### LESETEXT
^^^^^^^^^^^^^^^^

Leonardo da Vinci: Zweites Mona-Lisa-Lächeln entdeckt
Zwei Gesichter in einem kombinierte Leonardo da Vinci, als er die "Mona Lisa" malte. Betrachtet man das Porträt aus der Ferne oder aus den Augenwinkeln, zeigt sich eine freundliche Miene mit nach oben gezogenen Mundwinkeln. Konzentriert man den Blick hingegen auf die Lippen, verschwindet dieser Eindruck. So wirkt es, als würde die Porträtierte gleichzeitig lächeln und nicht lächeln.
Dabei scheint es sich nicht um einen glücklichen Zufall zu handeln. Denn denselben Effekt fanden jetzt Alessandro Soranzo und Michael Newberry von der Sheffield Hallam University auch auf einem Gemälde, das erst kürzlich "mit hoher Wahrscheinlichkeit" dem Florentiner Künstler zugeschrieben wurde: dem Porträt einer jungen Adligen. Aus der Ferne meint man ein vergnügtes junges Mädchen zu erkennen, aus der Nähe ist ihr Ausdruck hingegen neutral bis schwermütig – vielleicht eine passende Darstellung für eine Heranwachsende, die an der Schwelle dazu steht, die Pflichten des Erwachsenseins zu übernehmen.
Vor allem aber zeigt "La bella principessa", dass da Vinci diesen malerischen Trick offenbar gezielt und mit System einsetzte. Da Vinci setzte mit Absicht im Mundbereich der Porträtierten subtile Schattierungen, um einen doppeldeutigen, nicht genau fassbaren Gesichtsausdruck zu erzeugen, meinen die Autoren.

^^^^^^^^^^^^^^^^

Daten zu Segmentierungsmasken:
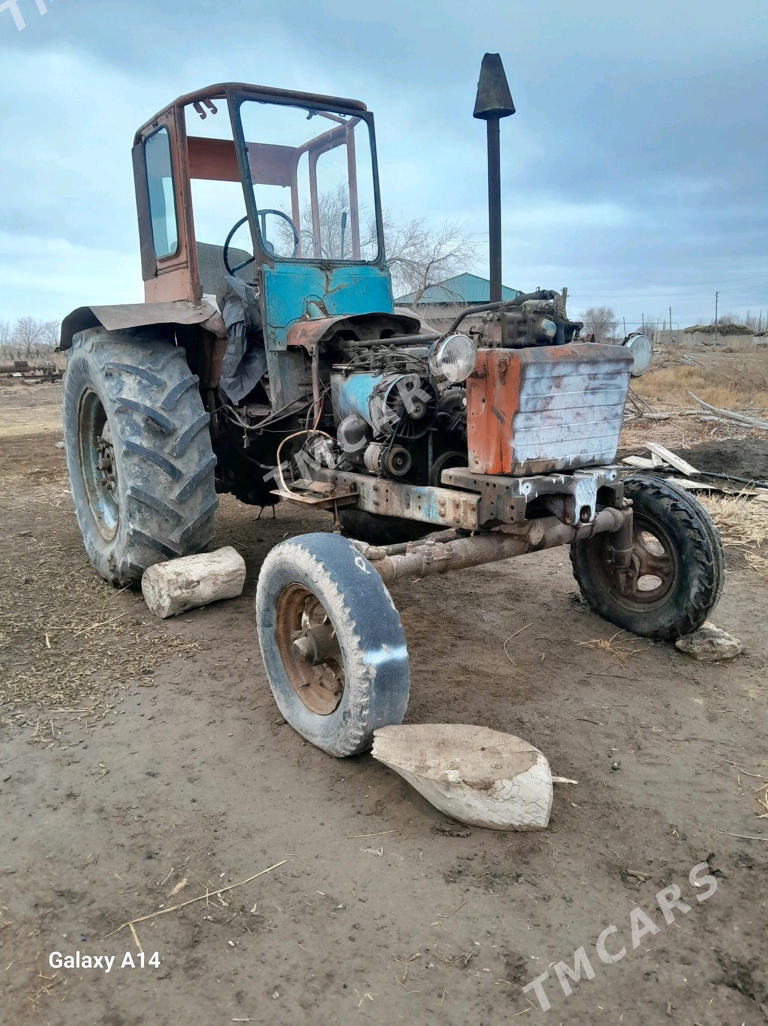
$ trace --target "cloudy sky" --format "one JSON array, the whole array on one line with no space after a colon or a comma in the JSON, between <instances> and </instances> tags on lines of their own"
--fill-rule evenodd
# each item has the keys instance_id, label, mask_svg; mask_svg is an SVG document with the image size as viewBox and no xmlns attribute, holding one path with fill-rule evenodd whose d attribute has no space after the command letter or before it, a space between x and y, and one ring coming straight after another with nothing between
<instances>
[{"instance_id":1,"label":"cloudy sky","mask_svg":"<svg viewBox=\"0 0 768 1026\"><path fill-rule=\"evenodd\" d=\"M607 303L628 327L670 306L710 319L716 289L721 312L768 314L765 0L16 2L22 31L0 9L0 320L142 300L132 133L211 82L365 101L385 205L485 238L485 50L518 109L506 284L568 285L572 315Z\"/></svg>"}]
</instances>

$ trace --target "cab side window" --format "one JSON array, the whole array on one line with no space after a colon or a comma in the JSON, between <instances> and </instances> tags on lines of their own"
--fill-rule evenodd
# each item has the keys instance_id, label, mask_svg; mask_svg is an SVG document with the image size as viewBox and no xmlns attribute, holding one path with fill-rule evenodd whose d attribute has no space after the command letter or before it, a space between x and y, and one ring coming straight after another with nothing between
<instances>
[{"instance_id":1,"label":"cab side window","mask_svg":"<svg viewBox=\"0 0 768 1026\"><path fill-rule=\"evenodd\" d=\"M152 241L155 256L173 256L178 251L178 224L173 192L168 129L159 128L144 143L147 186L150 193Z\"/></svg>"}]
</instances>

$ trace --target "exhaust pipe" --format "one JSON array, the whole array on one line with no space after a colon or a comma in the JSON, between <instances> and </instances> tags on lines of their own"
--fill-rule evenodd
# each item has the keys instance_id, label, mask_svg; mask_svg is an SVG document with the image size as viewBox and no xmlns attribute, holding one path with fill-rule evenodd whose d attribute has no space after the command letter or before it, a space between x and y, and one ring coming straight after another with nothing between
<instances>
[{"instance_id":1,"label":"exhaust pipe","mask_svg":"<svg viewBox=\"0 0 768 1026\"><path fill-rule=\"evenodd\" d=\"M488 249L490 302L501 302L501 158L498 122L515 113L501 57L486 53L480 67L474 117L486 122L488 132Z\"/></svg>"}]
</instances>

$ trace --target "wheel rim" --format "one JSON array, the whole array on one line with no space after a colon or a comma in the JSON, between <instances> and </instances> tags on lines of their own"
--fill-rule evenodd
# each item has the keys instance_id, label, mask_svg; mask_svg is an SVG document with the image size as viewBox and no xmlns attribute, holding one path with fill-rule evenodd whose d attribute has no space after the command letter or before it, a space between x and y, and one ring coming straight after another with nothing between
<instances>
[{"instance_id":1,"label":"wheel rim","mask_svg":"<svg viewBox=\"0 0 768 1026\"><path fill-rule=\"evenodd\" d=\"M88 508L99 535L110 542L120 520L117 463L107 412L91 389L80 400L78 447Z\"/></svg>"},{"instance_id":2,"label":"wheel rim","mask_svg":"<svg viewBox=\"0 0 768 1026\"><path fill-rule=\"evenodd\" d=\"M597 548L597 569L603 587L615 601L625 608L647 613L663 605L675 590L677 554L663 527L641 514L633 517L632 534L631 571L614 567L608 536L602 537Z\"/></svg>"},{"instance_id":3,"label":"wheel rim","mask_svg":"<svg viewBox=\"0 0 768 1026\"><path fill-rule=\"evenodd\" d=\"M291 687L312 712L330 715L343 695L343 657L323 603L304 585L288 585L278 600L276 630Z\"/></svg>"}]
</instances>

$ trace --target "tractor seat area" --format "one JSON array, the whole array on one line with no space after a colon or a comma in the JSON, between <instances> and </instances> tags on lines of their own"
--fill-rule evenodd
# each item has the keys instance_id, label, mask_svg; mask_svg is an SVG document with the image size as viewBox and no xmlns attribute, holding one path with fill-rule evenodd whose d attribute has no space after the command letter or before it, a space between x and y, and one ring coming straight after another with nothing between
<instances>
[{"instance_id":1,"label":"tractor seat area","mask_svg":"<svg viewBox=\"0 0 768 1026\"><path fill-rule=\"evenodd\" d=\"M221 280L227 277L227 268L224 266L224 246L214 245L212 242L197 242L197 266L200 276L200 284L203 286L204 295L215 295ZM250 256L245 249L236 249L230 246L230 264L233 266L240 264ZM238 271L238 278L247 281L249 285L254 284L256 265L249 264L242 271Z\"/></svg>"}]
</instances>

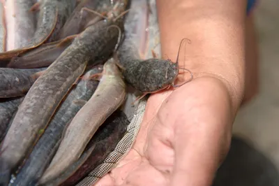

^^^^^^^^^^^^^^^^

Übertragen Sie den Satz „Konzentriert man den Blick hingegen auf die Lippen, verschwindet dieser Eindruck.“ aus dem Lesetext über das Lächeln der Mona Lisa ins Englische.

### MUSTERLÖSUNG
If, however, one focuses one's gaze on the lips, this impression disappears.